■ TEXTO DE ORIGEM:
((

NT Penso eu que, primeiro, ainda é cedo para tirarmos
conclusões. Mas também diria que há outras
pessoas melhor habilitadas para responder a esta pergunta. Como
é que as novas tecnologias estão a alterar a rotina
dos jornalistas é uma questão que precisa ser
estudada, precisa ser analisada.
Só
a partir dessas investigações podemos responder
precisamente à pergunta, com base em dados concretos,
e não apenas em especulações. Penso que
essas tecnologias certamente tornam o jornalismo ainda mais
sujeito às pressões do fator tempo; também
certamente torna possível aos jornalistas o acesso a
imensas capacidades que antes não tinham. Hoje está
ao alcance das suas mãos uma quantidade de documentos,
informações etc. que há dez anos não
era possível imaginar.

))

■ ENTRADAS EXTRAÍDAS:

((

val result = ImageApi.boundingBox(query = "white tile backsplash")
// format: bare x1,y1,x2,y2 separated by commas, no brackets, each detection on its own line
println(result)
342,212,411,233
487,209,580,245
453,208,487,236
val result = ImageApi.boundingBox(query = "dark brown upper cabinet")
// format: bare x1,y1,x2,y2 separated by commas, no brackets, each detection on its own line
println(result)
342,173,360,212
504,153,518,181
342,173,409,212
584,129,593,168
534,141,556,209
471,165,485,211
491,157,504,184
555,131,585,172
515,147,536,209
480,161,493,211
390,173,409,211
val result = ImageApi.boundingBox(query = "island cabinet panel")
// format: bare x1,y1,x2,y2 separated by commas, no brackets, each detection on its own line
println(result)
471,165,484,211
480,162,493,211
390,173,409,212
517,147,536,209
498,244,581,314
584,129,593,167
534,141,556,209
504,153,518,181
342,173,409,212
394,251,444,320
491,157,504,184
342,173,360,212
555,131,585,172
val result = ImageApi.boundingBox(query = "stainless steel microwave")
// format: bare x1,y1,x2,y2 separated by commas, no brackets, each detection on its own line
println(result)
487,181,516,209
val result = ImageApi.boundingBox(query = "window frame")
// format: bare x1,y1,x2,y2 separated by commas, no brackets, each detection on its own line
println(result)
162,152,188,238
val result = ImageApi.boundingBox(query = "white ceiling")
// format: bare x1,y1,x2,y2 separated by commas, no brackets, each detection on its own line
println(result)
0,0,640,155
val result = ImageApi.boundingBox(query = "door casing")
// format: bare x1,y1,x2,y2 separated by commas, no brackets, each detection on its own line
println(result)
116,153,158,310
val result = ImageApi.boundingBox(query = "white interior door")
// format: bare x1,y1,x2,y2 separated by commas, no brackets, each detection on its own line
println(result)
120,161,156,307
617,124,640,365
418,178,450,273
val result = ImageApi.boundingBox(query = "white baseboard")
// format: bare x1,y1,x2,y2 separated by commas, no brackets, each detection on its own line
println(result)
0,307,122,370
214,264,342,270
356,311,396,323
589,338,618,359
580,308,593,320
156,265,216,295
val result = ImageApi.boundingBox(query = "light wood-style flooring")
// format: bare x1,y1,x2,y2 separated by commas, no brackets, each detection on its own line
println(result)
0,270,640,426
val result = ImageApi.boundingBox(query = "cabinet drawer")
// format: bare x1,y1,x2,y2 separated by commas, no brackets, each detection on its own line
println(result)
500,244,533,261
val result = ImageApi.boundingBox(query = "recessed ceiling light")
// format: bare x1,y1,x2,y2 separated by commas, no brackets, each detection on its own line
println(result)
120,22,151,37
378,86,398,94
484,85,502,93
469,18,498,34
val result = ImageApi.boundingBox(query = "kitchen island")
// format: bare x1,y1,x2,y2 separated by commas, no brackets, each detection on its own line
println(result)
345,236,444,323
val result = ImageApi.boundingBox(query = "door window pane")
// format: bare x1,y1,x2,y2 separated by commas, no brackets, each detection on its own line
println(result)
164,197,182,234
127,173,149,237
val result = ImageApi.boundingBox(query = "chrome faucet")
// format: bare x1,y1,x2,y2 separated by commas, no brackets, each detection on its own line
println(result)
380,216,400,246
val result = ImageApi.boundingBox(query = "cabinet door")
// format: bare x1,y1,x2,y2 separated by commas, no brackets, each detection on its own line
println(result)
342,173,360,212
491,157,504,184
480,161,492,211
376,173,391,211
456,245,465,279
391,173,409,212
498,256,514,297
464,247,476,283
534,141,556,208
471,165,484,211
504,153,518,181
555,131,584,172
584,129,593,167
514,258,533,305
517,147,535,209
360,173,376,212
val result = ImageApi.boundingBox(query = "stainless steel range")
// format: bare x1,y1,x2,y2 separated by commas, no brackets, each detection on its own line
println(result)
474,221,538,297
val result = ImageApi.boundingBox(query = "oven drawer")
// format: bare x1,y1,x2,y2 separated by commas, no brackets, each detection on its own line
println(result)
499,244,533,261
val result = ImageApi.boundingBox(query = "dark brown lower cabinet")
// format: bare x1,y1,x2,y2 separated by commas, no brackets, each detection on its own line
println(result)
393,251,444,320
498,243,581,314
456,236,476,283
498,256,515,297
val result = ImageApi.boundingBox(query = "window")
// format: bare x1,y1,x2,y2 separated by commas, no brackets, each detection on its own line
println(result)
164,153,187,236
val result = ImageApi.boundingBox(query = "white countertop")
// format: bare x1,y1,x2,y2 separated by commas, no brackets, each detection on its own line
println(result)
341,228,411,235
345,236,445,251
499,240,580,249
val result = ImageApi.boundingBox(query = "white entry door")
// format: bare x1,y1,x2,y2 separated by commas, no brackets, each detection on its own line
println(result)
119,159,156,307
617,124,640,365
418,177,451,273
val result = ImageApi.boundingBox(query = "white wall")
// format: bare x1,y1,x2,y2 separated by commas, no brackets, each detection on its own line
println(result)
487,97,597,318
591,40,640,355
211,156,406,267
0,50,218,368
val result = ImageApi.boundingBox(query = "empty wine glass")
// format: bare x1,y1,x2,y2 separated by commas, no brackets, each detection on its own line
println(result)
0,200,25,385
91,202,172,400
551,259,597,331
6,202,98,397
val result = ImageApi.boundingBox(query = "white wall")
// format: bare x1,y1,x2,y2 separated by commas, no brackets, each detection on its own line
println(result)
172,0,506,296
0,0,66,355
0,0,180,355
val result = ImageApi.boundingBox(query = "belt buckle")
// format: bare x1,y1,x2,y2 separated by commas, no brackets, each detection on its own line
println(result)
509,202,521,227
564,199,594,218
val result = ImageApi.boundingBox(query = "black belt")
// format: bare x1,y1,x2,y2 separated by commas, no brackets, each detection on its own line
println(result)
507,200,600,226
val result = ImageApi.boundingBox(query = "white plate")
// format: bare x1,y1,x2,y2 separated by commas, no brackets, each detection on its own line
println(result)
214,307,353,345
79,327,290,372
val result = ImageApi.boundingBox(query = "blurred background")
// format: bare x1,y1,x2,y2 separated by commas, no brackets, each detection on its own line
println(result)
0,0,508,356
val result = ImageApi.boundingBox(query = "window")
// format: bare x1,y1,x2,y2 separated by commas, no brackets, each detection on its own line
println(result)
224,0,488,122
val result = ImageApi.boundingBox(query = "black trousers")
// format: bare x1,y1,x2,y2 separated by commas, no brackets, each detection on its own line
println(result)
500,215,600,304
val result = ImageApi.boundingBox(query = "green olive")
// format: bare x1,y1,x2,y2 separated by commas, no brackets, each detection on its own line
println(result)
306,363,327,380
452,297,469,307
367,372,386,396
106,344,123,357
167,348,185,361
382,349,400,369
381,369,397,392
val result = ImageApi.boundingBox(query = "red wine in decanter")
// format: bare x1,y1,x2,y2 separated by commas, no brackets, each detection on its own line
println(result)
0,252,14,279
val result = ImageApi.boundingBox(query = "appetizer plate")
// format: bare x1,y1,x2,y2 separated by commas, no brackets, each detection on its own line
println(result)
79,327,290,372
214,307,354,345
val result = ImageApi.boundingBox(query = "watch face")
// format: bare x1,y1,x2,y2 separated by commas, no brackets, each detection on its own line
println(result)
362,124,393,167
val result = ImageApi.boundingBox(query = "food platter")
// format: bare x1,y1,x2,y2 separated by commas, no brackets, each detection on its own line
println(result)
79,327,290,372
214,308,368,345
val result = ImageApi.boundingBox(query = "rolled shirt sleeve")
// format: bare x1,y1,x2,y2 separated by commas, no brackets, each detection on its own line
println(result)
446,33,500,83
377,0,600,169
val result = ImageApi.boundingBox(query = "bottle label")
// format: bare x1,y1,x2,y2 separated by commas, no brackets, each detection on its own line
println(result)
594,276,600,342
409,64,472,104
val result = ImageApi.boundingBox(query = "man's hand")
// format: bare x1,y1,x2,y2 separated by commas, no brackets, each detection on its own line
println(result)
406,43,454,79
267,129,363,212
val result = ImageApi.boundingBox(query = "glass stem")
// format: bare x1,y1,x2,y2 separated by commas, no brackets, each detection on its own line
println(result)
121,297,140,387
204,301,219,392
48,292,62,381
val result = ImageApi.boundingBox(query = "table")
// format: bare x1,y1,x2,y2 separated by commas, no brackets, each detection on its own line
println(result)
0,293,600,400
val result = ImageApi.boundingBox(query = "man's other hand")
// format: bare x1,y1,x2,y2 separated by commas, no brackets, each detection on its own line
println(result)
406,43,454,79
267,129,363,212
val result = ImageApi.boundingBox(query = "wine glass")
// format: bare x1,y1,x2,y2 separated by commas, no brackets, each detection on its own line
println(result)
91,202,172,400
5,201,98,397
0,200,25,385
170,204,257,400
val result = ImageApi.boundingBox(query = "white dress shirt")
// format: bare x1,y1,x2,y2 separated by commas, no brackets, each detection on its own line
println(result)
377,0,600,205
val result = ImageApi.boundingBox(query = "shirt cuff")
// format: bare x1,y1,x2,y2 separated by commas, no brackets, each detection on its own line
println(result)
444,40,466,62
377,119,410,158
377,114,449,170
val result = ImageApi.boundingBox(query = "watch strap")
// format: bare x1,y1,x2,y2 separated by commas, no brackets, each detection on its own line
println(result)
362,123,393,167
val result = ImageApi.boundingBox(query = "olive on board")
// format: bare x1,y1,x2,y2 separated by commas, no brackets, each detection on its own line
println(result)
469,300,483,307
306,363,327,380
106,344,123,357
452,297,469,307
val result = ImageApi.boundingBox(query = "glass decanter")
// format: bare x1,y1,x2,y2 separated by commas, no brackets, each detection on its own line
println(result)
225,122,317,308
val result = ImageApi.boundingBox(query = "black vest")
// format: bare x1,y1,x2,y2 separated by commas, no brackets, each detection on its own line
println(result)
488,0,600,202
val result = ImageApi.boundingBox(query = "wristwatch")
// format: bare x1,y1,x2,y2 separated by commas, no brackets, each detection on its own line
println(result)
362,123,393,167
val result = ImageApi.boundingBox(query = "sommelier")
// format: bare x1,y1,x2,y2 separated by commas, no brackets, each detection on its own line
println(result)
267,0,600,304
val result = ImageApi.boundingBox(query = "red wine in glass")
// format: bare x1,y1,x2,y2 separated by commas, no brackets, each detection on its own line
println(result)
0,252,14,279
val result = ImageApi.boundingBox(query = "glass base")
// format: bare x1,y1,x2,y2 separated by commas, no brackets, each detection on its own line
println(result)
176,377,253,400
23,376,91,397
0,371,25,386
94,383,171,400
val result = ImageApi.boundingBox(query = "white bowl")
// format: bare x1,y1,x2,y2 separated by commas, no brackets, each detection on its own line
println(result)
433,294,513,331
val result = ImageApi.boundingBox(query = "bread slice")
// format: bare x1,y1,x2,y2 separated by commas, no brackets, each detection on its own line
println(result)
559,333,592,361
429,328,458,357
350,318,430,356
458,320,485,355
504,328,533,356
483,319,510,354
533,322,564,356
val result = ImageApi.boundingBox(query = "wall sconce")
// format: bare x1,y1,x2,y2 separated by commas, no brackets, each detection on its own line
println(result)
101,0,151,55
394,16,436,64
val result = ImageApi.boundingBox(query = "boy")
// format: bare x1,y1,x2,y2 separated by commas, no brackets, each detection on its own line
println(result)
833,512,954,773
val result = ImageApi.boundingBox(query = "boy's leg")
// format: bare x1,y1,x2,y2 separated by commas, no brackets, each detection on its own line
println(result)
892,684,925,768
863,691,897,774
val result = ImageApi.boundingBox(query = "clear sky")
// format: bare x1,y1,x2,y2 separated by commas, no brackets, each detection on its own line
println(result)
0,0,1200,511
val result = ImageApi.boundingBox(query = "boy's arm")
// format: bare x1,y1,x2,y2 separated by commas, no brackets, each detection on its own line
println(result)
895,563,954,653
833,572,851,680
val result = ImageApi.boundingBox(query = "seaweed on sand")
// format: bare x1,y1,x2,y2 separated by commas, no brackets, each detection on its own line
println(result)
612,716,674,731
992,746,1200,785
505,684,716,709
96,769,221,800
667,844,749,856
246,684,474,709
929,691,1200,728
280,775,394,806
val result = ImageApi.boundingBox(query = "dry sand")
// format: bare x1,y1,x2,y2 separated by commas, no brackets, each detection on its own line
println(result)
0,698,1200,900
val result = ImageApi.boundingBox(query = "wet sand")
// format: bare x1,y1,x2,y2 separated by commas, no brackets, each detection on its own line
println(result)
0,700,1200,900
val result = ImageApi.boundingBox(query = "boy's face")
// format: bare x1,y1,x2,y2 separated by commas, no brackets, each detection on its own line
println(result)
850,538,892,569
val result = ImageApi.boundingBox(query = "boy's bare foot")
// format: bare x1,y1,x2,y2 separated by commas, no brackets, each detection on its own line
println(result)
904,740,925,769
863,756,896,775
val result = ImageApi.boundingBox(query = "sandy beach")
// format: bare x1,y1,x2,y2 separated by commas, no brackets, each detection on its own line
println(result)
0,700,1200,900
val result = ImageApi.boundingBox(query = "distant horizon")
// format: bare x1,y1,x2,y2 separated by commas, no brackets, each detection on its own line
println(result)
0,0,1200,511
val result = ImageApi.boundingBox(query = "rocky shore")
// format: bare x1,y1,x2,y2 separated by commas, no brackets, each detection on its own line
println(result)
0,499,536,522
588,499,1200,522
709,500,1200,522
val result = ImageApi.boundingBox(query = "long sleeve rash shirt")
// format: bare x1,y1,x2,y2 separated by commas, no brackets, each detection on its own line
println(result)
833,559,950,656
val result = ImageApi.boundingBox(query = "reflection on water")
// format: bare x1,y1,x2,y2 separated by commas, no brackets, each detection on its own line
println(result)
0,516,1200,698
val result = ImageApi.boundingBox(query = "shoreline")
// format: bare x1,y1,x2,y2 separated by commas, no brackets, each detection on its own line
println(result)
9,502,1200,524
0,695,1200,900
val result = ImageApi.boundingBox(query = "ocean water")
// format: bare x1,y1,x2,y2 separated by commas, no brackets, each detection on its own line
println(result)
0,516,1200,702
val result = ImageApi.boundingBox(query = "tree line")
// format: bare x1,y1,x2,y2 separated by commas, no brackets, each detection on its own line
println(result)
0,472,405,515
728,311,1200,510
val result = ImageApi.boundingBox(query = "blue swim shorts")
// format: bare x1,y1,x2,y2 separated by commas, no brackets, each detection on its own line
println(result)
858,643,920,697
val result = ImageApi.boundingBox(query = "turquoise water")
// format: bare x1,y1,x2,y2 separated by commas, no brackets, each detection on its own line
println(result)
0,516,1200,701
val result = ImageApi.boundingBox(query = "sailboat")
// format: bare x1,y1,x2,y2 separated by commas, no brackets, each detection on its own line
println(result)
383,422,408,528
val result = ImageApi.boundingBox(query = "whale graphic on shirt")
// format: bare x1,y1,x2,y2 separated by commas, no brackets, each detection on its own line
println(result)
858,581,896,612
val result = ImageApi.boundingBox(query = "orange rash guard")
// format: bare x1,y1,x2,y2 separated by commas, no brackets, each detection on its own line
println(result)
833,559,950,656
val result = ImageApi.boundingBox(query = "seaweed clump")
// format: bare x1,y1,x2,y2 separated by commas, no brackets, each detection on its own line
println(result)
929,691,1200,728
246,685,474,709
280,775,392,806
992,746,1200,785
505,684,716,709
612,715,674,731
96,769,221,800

))

■ DESAFIO 1: No texto sobre as novas tecnologias no jornalismo, o que está hoje ao alcance das mãos dos jornalistas?
■ DESAFIO 2: Prossiga o texto sobre as novas tecnologias no jornalismo a partir da última frase apresentada.

■ RESPOSTA ESCRITA 1: Uma quantidade de documentos e informações que há dez anos não era possível imaginar.

■ RESPOSTA ESCRITA 2:
Assim,
há de fato enormes benefícios mas, como disse,
é preciso investigar a questão mais a fundo. Provavelmente
já há essas pesquisas, mas eu não tenho
tido tempo para lê-las e assim perceber melhor os efeitos
das novas tecnologias na profissão. Precisaria de mais
elementos para chegar à conclusão de que algo
de fundamental mudou.
Tenho
minhas dúvidas se algo de básico mudou. Por exemplo,
em termos da discursividade, penso que as novas tecnologias
reforçaram ainda mais o peso da pirâmide invertida,
do lead, da importância da concisão.
De
algumas coisas que tenho lido, por exemplo, o tempo que o utilizador
habitual das novas tecnologias dedica a elas é muito
pequeno. Houve também, nos primeiros anos, todo um elogio
do espaço ilimitado. Mas até que ponto esse espaço
ilimitado é utilizado por parte do leitor? Parece que
o que conta sobretudo é a rapidez. É ter informações
novas. E não tanto a profundidade da questão.
Mas,
de fato, poderão existir outras pessoas que utilizem
a tecnologia de forma diferente. Certamente é algo impressionante,
estas novas tecnologias.
AQ
- Como seria a formação ideal que as escolas de
Jornalismo deveriam dar de modo a que os futuros profissionais
possam enfrentar com sucesso os desafios de um jornalismo cada
vez mais tecnológico, universal e complexo?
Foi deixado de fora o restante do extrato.